Tasks to carry out:
a: List every physical therapy exercise or activity that the writer of the post on knee surgery recovery mentions doing.
b: Write one further paragraph that carries on the post about knee surgery recovery, starting after its final sentence.

Excerpt provided:
I’m at 2 months and 9 days post surgery. I had a check up at the surgeons today, and it went very well. I’ve been getting along like gangbusters, I’ll have you know: I’m very strong, my left leg is only mildly atrophied, and they’ve got me doing standing-on-one-leg exercises. it’s wild how much I’ve progressed. Actually, I love physical therapy: it’s the one for sure thing in my life right now that I’m GOOD at. really – even though I wouldn’t have called myself an athlete, maybe that podiatrist that made me cry* was on to something. I’ve seen these high school kids who really don’t want to be there kind of floating through the exercises. I get all red-faced and sweaty doing lunges and kicking things and the stairs and weights. And I am so glad I’ve got my families weird ability to quickly gain new muscles.
Unfortunately, my insurance only covers 20 visits per calender year for PT. so even though my surgeon would prefer I was in PT for 5 months, I’ve been skimping out the visits since the beginning of the year. Luckily I was able to squeeze in 3 weeks of visits before the end of last year! Now I’m going 2x a week instead of the preferred 3 and have sworn solemnly on the dead man’s ligament that I will go to the gym at least 1x for extra exercises. My dr is suggesting now that I only go 1x a week or less so I can stretch out the visits as long as possible. He doesn’t want me to start running or jumping until March, and would like my therapist to be with me as I take those momentous steps. Dumb health insurance. I mean, I really appreciate them paying the 10s of thousands of dollars for my knee surgery, but wouldn’t it be nice if I could run?

Records from a collection:
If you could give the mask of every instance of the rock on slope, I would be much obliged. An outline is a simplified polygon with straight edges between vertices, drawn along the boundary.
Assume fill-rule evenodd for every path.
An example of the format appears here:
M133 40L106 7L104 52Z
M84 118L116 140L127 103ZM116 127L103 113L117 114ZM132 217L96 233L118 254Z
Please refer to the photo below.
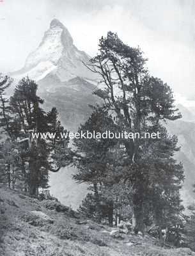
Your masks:
M86 221L56 200L40 202L1 186L0 202L0 256L195 255L188 248L160 247L149 236L112 237L114 228Z

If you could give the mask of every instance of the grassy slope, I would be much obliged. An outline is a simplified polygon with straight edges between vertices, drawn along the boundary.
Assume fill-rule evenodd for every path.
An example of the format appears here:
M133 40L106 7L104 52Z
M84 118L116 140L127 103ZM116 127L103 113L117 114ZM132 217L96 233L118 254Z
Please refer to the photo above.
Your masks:
M109 233L112 228L107 226L86 221L71 211L57 212L46 208L55 204L1 187L0 255L195 255L186 248L160 247L157 240L148 236L143 238L121 234L120 238L112 238ZM44 212L47 217L35 218L32 211Z

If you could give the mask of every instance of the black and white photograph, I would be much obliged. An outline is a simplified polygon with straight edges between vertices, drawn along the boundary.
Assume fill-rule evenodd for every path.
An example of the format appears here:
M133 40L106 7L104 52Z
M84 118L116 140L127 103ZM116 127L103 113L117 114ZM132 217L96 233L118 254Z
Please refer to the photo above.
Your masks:
M194 33L194 0L0 0L0 256L195 256Z

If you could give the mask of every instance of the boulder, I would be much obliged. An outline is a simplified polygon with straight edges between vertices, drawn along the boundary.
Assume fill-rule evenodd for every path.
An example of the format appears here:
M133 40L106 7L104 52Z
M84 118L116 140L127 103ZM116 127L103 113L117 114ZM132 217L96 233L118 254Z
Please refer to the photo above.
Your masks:
M130 223L130 222L125 223L125 224L123 224L123 228L130 231L132 230L132 223Z
M111 231L110 235L114 238L119 237L120 236L120 231L118 229L114 229L113 230Z

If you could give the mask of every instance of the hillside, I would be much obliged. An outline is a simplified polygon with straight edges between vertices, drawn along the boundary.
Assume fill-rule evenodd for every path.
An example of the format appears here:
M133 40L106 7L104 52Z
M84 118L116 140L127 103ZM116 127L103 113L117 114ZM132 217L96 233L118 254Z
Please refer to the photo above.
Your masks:
M56 200L38 201L0 188L1 256L187 256L188 248L160 246L155 238L86 220ZM119 233L119 232L118 232Z

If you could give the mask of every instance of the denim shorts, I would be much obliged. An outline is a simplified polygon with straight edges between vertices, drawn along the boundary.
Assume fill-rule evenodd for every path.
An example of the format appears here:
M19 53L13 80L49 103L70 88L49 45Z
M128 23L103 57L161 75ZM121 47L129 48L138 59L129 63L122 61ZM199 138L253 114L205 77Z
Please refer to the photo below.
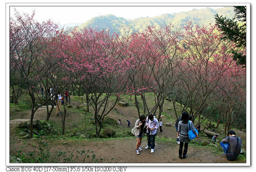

Task answers:
a: Standing-on-one-leg exercises, lunges, kicking things, the stairs, weights

b:
* when I was in college, my first real (expensive) shoes gave me tendinitis on the tops of my feet. ok, maybe it was the fluevogs, maybe it was a combination of my falling arches and mild hammer toes. I went to a podiatrist and he told me I could never wear flip flops again and I burst into tears. He responded with anger, telling me it could be worse! I could have a clubfoot! He also said I should lay off the tae kwon do for a while, but then he said “but you’re not going to, are you? you athletes are all the same.” It was the first time I’d ever been referred to as an athlete, and it was really weird. Note: I retaught myself to walk along the edge of my foot and not across the falling arches, and now I wear flip flops with great derring-do.